**Problem details:** Find each line below that contains the string "hand", and copy every such line in full.

**Source records:**

════════════════════

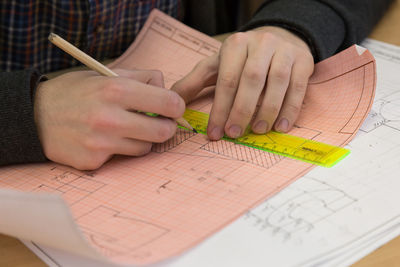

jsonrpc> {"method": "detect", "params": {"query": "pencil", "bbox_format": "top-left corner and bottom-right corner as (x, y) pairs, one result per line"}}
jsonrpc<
(49, 33), (196, 132)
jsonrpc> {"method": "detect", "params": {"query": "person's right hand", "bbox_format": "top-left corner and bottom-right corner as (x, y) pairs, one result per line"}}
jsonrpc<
(34, 70), (185, 170)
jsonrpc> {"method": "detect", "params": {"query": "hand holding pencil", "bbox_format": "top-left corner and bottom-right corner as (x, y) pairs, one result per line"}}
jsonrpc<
(49, 33), (196, 131)
(34, 34), (191, 170)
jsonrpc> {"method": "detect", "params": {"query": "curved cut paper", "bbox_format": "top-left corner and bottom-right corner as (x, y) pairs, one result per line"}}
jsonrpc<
(0, 11), (375, 264)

════════════════════

**Answer:**
jsonrpc> {"method": "detect", "params": {"query": "person's right hand", "bbox_format": "top-left corner and bottom-right corner as (x, y) pairs, one result per line"}}
jsonrpc> {"method": "detect", "params": {"query": "hand holding pencil", "bbox_format": "top-left corner and bottom-right corner as (x, y) pairs, one result per line"}}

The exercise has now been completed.